Instructions for the task: Repeat only the lines from the one that contains "For any wall" through the final line of the listing below, exactly, please, without pictures.

++++++++++++++++++++

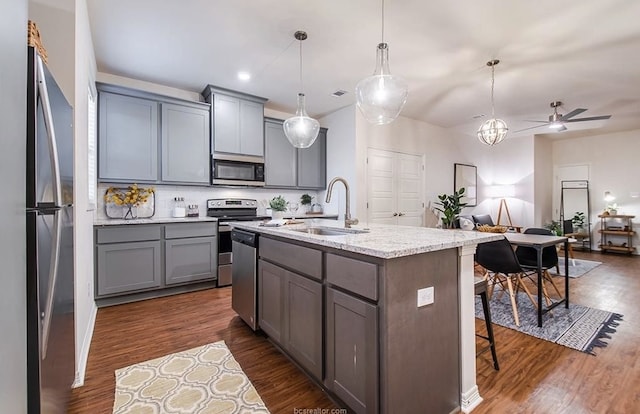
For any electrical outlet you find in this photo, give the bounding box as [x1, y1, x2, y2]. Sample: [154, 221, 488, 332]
[417, 286, 434, 307]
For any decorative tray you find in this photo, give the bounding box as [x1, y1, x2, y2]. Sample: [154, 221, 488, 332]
[104, 186, 155, 219]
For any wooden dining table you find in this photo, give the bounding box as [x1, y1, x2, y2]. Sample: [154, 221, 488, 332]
[504, 232, 569, 327]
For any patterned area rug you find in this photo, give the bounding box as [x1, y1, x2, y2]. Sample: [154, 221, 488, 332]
[476, 291, 622, 355]
[113, 340, 269, 413]
[549, 257, 602, 278]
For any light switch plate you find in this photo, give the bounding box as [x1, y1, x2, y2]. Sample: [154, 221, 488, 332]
[417, 286, 434, 307]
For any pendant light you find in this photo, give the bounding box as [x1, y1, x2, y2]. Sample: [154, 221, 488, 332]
[355, 0, 408, 125]
[283, 31, 320, 149]
[477, 59, 508, 146]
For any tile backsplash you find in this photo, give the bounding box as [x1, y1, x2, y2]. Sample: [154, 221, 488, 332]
[96, 183, 321, 219]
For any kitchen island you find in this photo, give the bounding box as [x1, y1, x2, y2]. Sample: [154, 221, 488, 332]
[230, 220, 502, 414]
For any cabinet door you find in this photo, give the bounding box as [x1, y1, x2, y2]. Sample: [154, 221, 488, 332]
[258, 259, 285, 344]
[264, 119, 297, 187]
[297, 128, 326, 189]
[161, 103, 210, 184]
[213, 94, 240, 154]
[326, 287, 378, 414]
[239, 100, 264, 156]
[98, 92, 158, 181]
[285, 271, 322, 380]
[165, 236, 217, 285]
[96, 240, 162, 296]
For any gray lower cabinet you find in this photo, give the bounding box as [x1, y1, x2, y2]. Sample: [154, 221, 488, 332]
[97, 240, 162, 296]
[165, 236, 217, 285]
[264, 117, 327, 189]
[258, 258, 323, 381]
[325, 287, 378, 414]
[98, 91, 159, 182]
[95, 223, 217, 303]
[161, 103, 210, 184]
[284, 271, 322, 380]
[258, 259, 285, 343]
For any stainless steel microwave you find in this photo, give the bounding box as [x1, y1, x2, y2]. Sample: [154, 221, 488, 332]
[211, 154, 265, 186]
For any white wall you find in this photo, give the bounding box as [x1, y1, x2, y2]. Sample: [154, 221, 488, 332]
[553, 129, 640, 252]
[534, 135, 554, 226]
[0, 0, 28, 410]
[320, 105, 357, 218]
[73, 0, 98, 386]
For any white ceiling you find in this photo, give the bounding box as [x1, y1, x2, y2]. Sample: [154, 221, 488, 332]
[86, 0, 640, 139]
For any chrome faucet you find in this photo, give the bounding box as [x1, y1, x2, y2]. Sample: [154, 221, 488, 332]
[325, 177, 359, 228]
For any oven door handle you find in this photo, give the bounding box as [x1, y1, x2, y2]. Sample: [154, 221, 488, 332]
[218, 224, 232, 232]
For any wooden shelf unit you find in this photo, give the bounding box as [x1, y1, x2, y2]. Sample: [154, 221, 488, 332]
[598, 214, 636, 254]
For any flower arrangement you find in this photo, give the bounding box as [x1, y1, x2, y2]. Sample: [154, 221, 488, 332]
[269, 195, 288, 212]
[104, 184, 154, 219]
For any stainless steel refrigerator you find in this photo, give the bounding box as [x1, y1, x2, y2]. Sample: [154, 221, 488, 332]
[26, 46, 75, 414]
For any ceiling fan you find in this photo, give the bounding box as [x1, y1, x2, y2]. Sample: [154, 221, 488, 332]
[516, 101, 611, 132]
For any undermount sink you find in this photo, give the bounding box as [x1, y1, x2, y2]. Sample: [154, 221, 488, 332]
[290, 226, 369, 236]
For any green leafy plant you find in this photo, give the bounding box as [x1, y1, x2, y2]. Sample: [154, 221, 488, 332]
[269, 195, 287, 212]
[300, 193, 313, 205]
[544, 220, 562, 236]
[571, 211, 586, 229]
[434, 188, 467, 228]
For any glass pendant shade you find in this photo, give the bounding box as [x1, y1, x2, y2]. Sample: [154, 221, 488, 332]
[477, 118, 508, 146]
[284, 93, 320, 148]
[355, 43, 408, 125]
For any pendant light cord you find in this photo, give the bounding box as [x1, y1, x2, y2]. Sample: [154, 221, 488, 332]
[381, 0, 385, 43]
[490, 64, 495, 118]
[299, 39, 304, 94]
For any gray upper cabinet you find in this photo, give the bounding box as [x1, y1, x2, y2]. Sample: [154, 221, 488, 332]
[202, 85, 267, 157]
[97, 83, 211, 185]
[99, 92, 159, 182]
[298, 128, 327, 189]
[265, 118, 297, 187]
[161, 103, 210, 184]
[264, 117, 327, 189]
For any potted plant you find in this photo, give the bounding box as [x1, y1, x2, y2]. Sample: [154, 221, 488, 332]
[571, 211, 586, 231]
[269, 195, 287, 219]
[544, 220, 562, 236]
[300, 193, 313, 213]
[434, 188, 468, 229]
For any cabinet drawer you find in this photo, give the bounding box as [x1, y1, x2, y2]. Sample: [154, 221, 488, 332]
[260, 237, 322, 280]
[96, 225, 161, 244]
[326, 253, 378, 301]
[165, 222, 217, 239]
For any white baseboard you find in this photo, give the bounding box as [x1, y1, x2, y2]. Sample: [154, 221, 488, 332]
[73, 302, 97, 388]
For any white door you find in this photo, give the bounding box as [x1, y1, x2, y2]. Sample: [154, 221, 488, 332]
[367, 148, 424, 226]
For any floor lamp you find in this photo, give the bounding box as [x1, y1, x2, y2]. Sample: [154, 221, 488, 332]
[496, 198, 513, 227]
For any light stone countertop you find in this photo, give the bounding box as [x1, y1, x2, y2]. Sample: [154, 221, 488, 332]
[94, 216, 219, 226]
[230, 219, 504, 259]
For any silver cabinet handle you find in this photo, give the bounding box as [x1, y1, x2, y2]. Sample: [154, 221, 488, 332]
[398, 212, 405, 216]
[392, 213, 398, 217]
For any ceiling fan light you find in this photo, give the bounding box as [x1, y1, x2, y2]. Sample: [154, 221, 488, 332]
[356, 43, 408, 125]
[477, 118, 508, 146]
[549, 121, 564, 129]
[284, 93, 320, 148]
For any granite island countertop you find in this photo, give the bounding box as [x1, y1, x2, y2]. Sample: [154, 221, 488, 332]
[94, 216, 219, 226]
[230, 219, 504, 259]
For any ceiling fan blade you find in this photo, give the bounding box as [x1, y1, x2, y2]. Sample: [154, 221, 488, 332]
[515, 124, 547, 133]
[565, 115, 612, 122]
[560, 108, 587, 120]
[523, 120, 549, 123]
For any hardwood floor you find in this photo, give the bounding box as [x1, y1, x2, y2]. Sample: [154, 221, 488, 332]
[69, 251, 640, 413]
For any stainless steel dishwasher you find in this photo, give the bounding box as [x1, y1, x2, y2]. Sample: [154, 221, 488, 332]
[231, 229, 259, 330]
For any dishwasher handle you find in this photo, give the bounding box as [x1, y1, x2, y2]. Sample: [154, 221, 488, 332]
[231, 229, 257, 247]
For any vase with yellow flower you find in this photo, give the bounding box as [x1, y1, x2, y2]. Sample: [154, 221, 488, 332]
[104, 184, 155, 220]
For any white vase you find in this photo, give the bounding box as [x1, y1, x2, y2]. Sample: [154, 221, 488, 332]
[272, 211, 285, 220]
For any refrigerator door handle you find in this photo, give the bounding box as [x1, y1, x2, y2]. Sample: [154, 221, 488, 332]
[40, 209, 61, 359]
[36, 55, 63, 207]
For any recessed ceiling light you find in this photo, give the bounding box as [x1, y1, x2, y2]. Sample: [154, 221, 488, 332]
[237, 72, 251, 81]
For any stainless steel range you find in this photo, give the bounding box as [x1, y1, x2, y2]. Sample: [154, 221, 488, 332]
[207, 198, 269, 286]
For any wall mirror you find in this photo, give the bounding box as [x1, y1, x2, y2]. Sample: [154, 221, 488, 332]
[454, 163, 477, 207]
[560, 180, 591, 250]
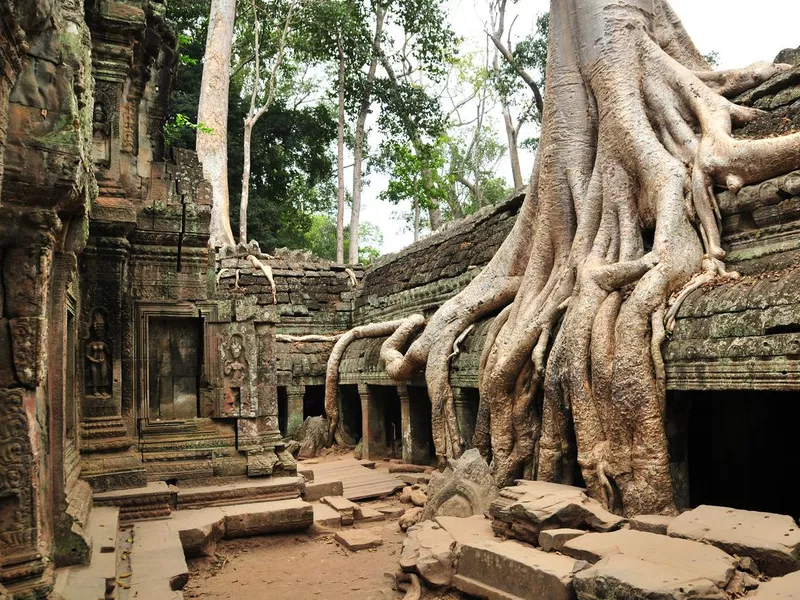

++++++++++++++++++++

Reply:
For any wall mirror you find in this photo, give the bounding box as [x1, y1, x2, y2]. Sample: [154, 221, 488, 332]
[454, 163, 477, 207]
[560, 180, 591, 250]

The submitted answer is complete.